■ **Fragmento seleccionado**:

= = = = =

2. Dios es quien siempre llama, quien
siempre busca y quien se encarga personalmente de cada uno de nosotros
Cuántas
veces no entendemos lo que nos sucede en la vida. Cuántas caídas, cuántos
dolores. Aunque pareciera que estuviésemos solos en medio de la incertidumbre,
Dios estaba siempre ahí. Dios habla, consuela y forma cuidadosamente, incluso
en medio del dolor.
“Entonces tú, [mi Dios], tratándome
con mano suavísima y llena de misericordia, fuiste modelando poco a poco mi
corazón”.
3. Pedir a Dios significa también
estar dispuestos a escuchar y recibir lo que Él nos da. Dios nunca se equivoca
Cuántas
veces hemos elevado los ojos al cielo pidiéndole algo a Dios. Le hemos confiado
nuestros deseos, nuestros sueños. Le hemos pedido que aligere nuestra carga. A
veces parece que no nos escucha. Pero Él siempre lo hace y otorga lo que sabe
es mejor para cada uno.

= = = = =

■ **Entradas de formas etiquetadas**:
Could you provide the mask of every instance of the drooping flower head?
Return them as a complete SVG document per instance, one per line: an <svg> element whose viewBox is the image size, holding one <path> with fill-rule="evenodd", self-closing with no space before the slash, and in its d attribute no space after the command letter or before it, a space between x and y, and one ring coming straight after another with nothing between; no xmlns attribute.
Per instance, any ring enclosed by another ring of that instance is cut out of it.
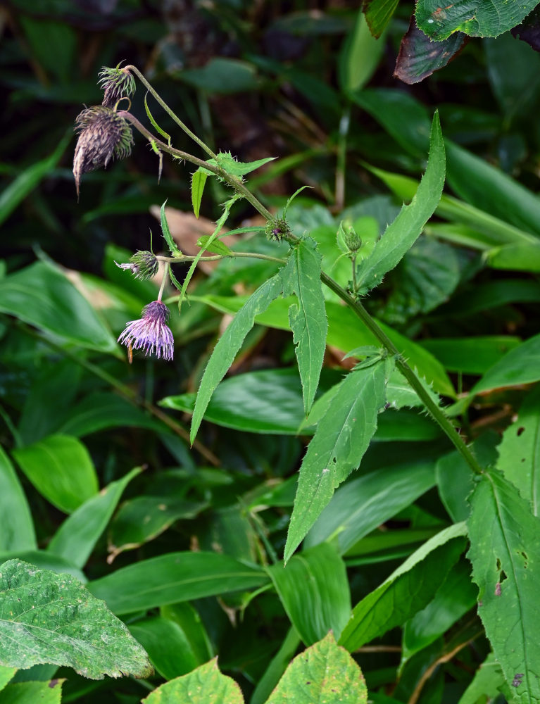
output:
<svg viewBox="0 0 540 704"><path fill-rule="evenodd" d="M79 132L79 139L73 157L73 175L78 196L81 176L106 167L112 158L129 156L133 135L129 123L103 105L83 110L75 120L75 132Z"/></svg>
<svg viewBox="0 0 540 704"><path fill-rule="evenodd" d="M131 320L118 338L118 342L145 355L156 354L158 359L172 359L174 339L167 321L169 309L161 301L153 301L142 309L142 318Z"/></svg>

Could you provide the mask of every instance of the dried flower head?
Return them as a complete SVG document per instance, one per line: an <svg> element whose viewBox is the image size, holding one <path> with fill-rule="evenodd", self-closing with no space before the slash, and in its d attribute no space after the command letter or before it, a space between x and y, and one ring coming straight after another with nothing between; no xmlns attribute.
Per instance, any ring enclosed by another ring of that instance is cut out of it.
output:
<svg viewBox="0 0 540 704"><path fill-rule="evenodd" d="M146 355L155 353L158 359L172 360L174 339L167 321L169 309L161 301L153 301L142 309L142 318L131 320L118 338L128 349L141 349Z"/></svg>
<svg viewBox="0 0 540 704"><path fill-rule="evenodd" d="M106 167L112 158L123 159L131 153L133 135L126 120L111 108L87 108L75 120L79 132L73 157L73 175L79 195L81 176Z"/></svg>
<svg viewBox="0 0 540 704"><path fill-rule="evenodd" d="M118 264L118 262L115 262L115 264L120 269L129 269L136 279L141 279L142 281L155 276L159 269L159 262L156 255L140 249L130 257L128 264Z"/></svg>
<svg viewBox="0 0 540 704"><path fill-rule="evenodd" d="M103 66L99 72L99 86L103 90L102 105L114 108L120 98L129 98L135 92L135 79L128 68L115 68Z"/></svg>

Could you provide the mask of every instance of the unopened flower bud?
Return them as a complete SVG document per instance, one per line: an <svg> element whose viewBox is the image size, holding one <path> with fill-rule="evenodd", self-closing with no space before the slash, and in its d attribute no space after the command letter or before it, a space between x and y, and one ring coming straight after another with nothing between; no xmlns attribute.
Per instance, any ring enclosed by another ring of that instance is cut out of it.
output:
<svg viewBox="0 0 540 704"><path fill-rule="evenodd" d="M128 122L114 110L103 105L83 110L75 122L79 139L73 157L73 175L78 197L81 176L106 168L112 158L129 156L133 135Z"/></svg>
<svg viewBox="0 0 540 704"><path fill-rule="evenodd" d="M108 68L99 72L99 86L104 94L102 105L114 108L121 98L129 98L135 92L135 79L127 68Z"/></svg>

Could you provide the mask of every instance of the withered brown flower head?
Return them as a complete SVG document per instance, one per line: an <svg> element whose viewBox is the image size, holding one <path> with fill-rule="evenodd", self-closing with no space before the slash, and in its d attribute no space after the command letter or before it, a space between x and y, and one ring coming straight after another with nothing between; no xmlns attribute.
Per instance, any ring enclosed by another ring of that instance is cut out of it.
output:
<svg viewBox="0 0 540 704"><path fill-rule="evenodd" d="M131 153L133 135L129 124L111 108L103 105L83 110L75 120L79 139L73 157L73 175L79 196L81 176L101 167L112 158Z"/></svg>

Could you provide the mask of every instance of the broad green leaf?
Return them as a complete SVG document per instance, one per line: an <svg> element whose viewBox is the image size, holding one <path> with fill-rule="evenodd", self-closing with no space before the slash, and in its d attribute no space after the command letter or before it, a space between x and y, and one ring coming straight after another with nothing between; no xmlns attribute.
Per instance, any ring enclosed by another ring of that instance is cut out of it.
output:
<svg viewBox="0 0 540 704"><path fill-rule="evenodd" d="M89 584L115 613L142 611L260 586L266 574L218 553L169 553L117 570Z"/></svg>
<svg viewBox="0 0 540 704"><path fill-rule="evenodd" d="M118 353L115 339L94 308L49 264L37 262L1 279L0 310L82 347Z"/></svg>
<svg viewBox="0 0 540 704"><path fill-rule="evenodd" d="M487 470L470 498L468 521L478 614L519 704L540 701L540 520L497 470Z"/></svg>
<svg viewBox="0 0 540 704"><path fill-rule="evenodd" d="M14 450L13 457L39 494L64 513L97 494L97 475L88 451L70 435L49 435Z"/></svg>
<svg viewBox="0 0 540 704"><path fill-rule="evenodd" d="M336 489L356 470L377 429L385 403L386 363L347 375L334 396L300 467L294 508L289 526L287 562Z"/></svg>
<svg viewBox="0 0 540 704"><path fill-rule="evenodd" d="M174 621L151 616L130 624L129 628L165 679L191 672L199 664L184 631Z"/></svg>
<svg viewBox="0 0 540 704"><path fill-rule="evenodd" d="M302 382L303 407L309 413L319 384L326 349L325 299L320 282L321 256L310 237L304 238L292 249L287 265L282 270L283 295L295 294L298 304L289 309L289 324Z"/></svg>
<svg viewBox="0 0 540 704"><path fill-rule="evenodd" d="M497 467L540 516L540 386L525 396L498 450Z"/></svg>
<svg viewBox="0 0 540 704"><path fill-rule="evenodd" d="M348 482L319 516L306 536L304 547L335 536L342 555L434 483L433 463L426 460L376 470Z"/></svg>
<svg viewBox="0 0 540 704"><path fill-rule="evenodd" d="M418 190L358 268L358 282L368 290L381 282L384 274L396 266L418 238L441 199L444 171L444 144L436 113L429 138L429 157Z"/></svg>
<svg viewBox="0 0 540 704"><path fill-rule="evenodd" d="M10 560L0 566L0 599L2 665L66 665L90 679L151 673L124 624L68 574Z"/></svg>
<svg viewBox="0 0 540 704"><path fill-rule="evenodd" d="M173 257L181 257L182 252L178 249L175 240L172 239L172 235L170 234L170 230L169 230L169 223L167 222L167 215L165 214L165 206L167 205L167 201L165 201L161 204L161 208L159 211L160 222L161 223L161 232L163 233L163 237L165 237L165 241L167 242L167 245L169 248L169 251Z"/></svg>
<svg viewBox="0 0 540 704"><path fill-rule="evenodd" d="M153 540L180 518L194 518L206 506L175 496L130 499L120 506L111 524L109 559Z"/></svg>
<svg viewBox="0 0 540 704"><path fill-rule="evenodd" d="M486 372L470 393L472 396L501 386L530 384L540 379L540 335L514 348Z"/></svg>
<svg viewBox="0 0 540 704"><path fill-rule="evenodd" d="M18 682L8 684L0 694L2 704L60 704L65 680L50 682Z"/></svg>
<svg viewBox="0 0 540 704"><path fill-rule="evenodd" d="M465 0L443 8L437 0L418 0L416 23L434 39L456 31L471 37L498 37L522 23L537 4L538 0Z"/></svg>
<svg viewBox="0 0 540 704"><path fill-rule="evenodd" d="M65 558L78 567L84 567L124 489L140 472L139 467L132 470L121 479L112 482L99 494L81 504L53 536L47 546L49 552Z"/></svg>
<svg viewBox="0 0 540 704"><path fill-rule="evenodd" d="M204 370L197 393L189 433L191 443L195 439L214 389L225 375L246 335L253 327L256 316L265 310L270 303L277 298L282 292L282 285L278 275L263 284L246 301L218 340Z"/></svg>
<svg viewBox="0 0 540 704"><path fill-rule="evenodd" d="M191 205L196 218L201 211L201 201L204 193L204 184L208 175L206 171L199 168L191 176Z"/></svg>
<svg viewBox="0 0 540 704"><path fill-rule="evenodd" d="M34 522L17 474L0 446L0 551L34 550Z"/></svg>
<svg viewBox="0 0 540 704"><path fill-rule="evenodd" d="M348 700L367 704L365 681L358 665L329 633L294 658L266 704Z"/></svg>
<svg viewBox="0 0 540 704"><path fill-rule="evenodd" d="M244 704L241 691L218 669L218 658L154 689L143 704Z"/></svg>
<svg viewBox="0 0 540 704"><path fill-rule="evenodd" d="M401 626L433 598L465 547L465 523L445 528L413 553L353 610L340 643L356 650Z"/></svg>
<svg viewBox="0 0 540 704"><path fill-rule="evenodd" d="M306 646L330 630L339 637L351 615L351 594L345 563L334 548L322 543L294 555L285 567L280 562L267 571Z"/></svg>

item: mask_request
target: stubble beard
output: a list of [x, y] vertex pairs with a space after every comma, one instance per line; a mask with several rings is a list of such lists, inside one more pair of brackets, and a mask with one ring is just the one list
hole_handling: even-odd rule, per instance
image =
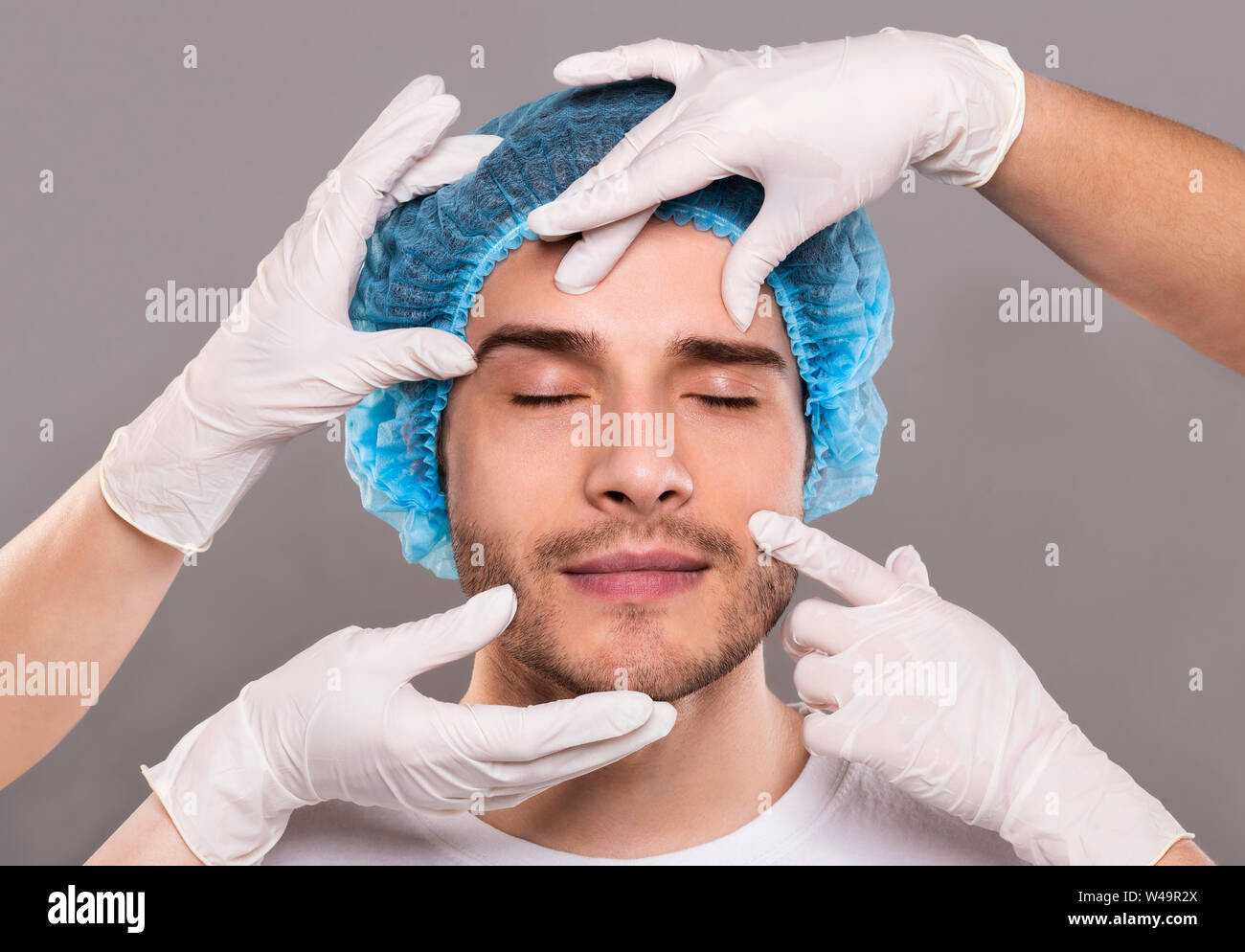
[[[468, 595], [509, 584], [518, 597], [510, 626], [494, 645], [514, 666], [517, 679], [547, 682], [571, 694], [626, 688], [655, 701], [677, 701], [707, 688], [735, 671], [782, 617], [796, 590], [797, 571], [777, 559], [762, 564], [745, 554], [727, 534], [686, 519], [662, 516], [651, 523], [603, 523], [570, 533], [539, 536], [530, 553], [515, 551], [504, 538], [461, 518], [449, 504], [451, 538], [463, 591]], [[690, 650], [671, 631], [660, 606], [609, 606], [608, 653], [571, 657], [558, 640], [563, 623], [555, 601], [560, 566], [576, 556], [615, 544], [661, 540], [703, 558], [718, 576], [722, 602], [713, 621], [717, 637], [705, 651]], [[478, 548], [481, 544], [483, 548]], [[585, 596], [586, 597], [586, 596]], [[703, 643], [697, 638], [696, 643]]]

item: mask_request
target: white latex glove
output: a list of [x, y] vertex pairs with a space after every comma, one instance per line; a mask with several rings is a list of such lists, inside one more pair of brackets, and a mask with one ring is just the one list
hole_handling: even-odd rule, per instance
[[[799, 696], [833, 711], [804, 719], [809, 752], [868, 764], [1031, 864], [1153, 865], [1193, 836], [1089, 743], [1002, 635], [937, 596], [915, 549], [884, 567], [791, 516], [756, 513], [748, 529], [855, 606], [809, 599], [783, 622]], [[939, 665], [947, 679], [934, 687]]]
[[554, 76], [573, 86], [656, 76], [677, 87], [528, 217], [542, 238], [585, 231], [554, 275], [558, 287], [595, 287], [662, 200], [743, 175], [766, 197], [722, 274], [722, 300], [740, 330], [752, 322], [761, 284], [806, 239], [884, 193], [909, 166], [940, 182], [984, 185], [1025, 116], [1023, 73], [1005, 47], [893, 26], [753, 52], [650, 40], [571, 56]]
[[515, 606], [502, 585], [423, 621], [329, 635], [143, 775], [199, 860], [250, 865], [299, 806], [504, 810], [670, 733], [674, 706], [636, 691], [518, 708], [435, 701], [410, 683], [479, 651]]
[[380, 387], [474, 370], [471, 347], [452, 334], [364, 334], [347, 317], [376, 220], [471, 172], [500, 142], [442, 139], [458, 112], [439, 76], [421, 76], [311, 193], [229, 319], [113, 434], [100, 484], [122, 519], [203, 551], [286, 441]]

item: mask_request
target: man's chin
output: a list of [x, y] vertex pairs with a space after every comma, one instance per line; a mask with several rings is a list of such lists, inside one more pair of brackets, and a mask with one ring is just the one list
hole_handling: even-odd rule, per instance
[[[677, 701], [726, 677], [757, 648], [764, 632], [723, 637], [717, 627], [679, 623], [670, 611], [615, 605], [586, 625], [559, 625], [532, 637], [522, 622], [498, 647], [525, 668], [573, 694], [640, 691], [655, 701]], [[519, 618], [515, 618], [519, 621]]]

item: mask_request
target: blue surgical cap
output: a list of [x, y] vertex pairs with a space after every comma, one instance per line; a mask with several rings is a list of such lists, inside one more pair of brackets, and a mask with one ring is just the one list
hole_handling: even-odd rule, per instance
[[[350, 302], [354, 327], [437, 327], [466, 340], [474, 295], [493, 266], [524, 240], [538, 240], [528, 213], [561, 194], [672, 93], [661, 80], [569, 88], [486, 122], [476, 132], [503, 142], [474, 172], [377, 223]], [[655, 214], [735, 241], [763, 197], [758, 183], [732, 175], [662, 202]], [[886, 409], [872, 378], [890, 351], [890, 274], [858, 210], [792, 251], [768, 284], [808, 391], [810, 521], [868, 495], [878, 482]], [[436, 454], [451, 386], [400, 383], [346, 414], [346, 468], [364, 508], [398, 530], [407, 561], [442, 579], [458, 577]]]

= = = = =

■ **Problemas**:
a) Responde estas preguntas sobre el fragmento acerca de Dios y la oración:
(i) ¿Qué tres cosas hace Dios incluso en medio del dolor?
(ii) Según la cita, ¿con qué clase de mano fue Dios modelando el corazón?
(iii) ¿Qué otorga Dios a cada uno cuando le pedimos algo?
b) Prosigue el fragmento acerca de Dios y la oración justo después de su última oración.

■ **Resultados**:
a)
(i) Habla, consuela y forma cuidadosamente.
(ii) Con mano suavísima y llena de misericordia.
(iii) Lo que sabe que es mejor para cada uno.

b)
“[Dios mío], los hombres te consultan
sobre lo que quieren oír, pero no siempre quieren oír lo que tú les respondes.
Y el buen siervo tuyo es aquél que no se empeña en oírte decir lo que a él le
gustaría, sino que está sinceramente dispuesto a oír lo que tú le digas”.
4.
Dios conoce lo más profundo de nuestro ser, es Él quién lo ha modelado con sus
propias manos.
Cuesta
creer que verdaderamente somos hijos de Dios, todos y cada uno de nosotros.
Incluso los que no creen en Él. Dios conoce cada rincón de nuestro ser, cada
pensamiento, cada sueño, cada anhelo, cada caída, cada lucha. Él está ahí porque fueron sus propias manos las
que modelaron nuestra existencia.
“[Señor Dios mío], tú eres interior a
mi más honda interioridad”.
“[Tú, oh Dios,] estás presente también
en aquellos que huyen de ti”.
“¡Oh Señor omnipotente y bueno, que cuidas de
cada uno de tus hijos como si fuera el único, y que de todos cuidas como si
fueran uno solo!”
“Tú eres, [oh Dios mío], inaccesible y
próximo, secretísimo y presentísimo”.
5. Dios nos forma a través de otros.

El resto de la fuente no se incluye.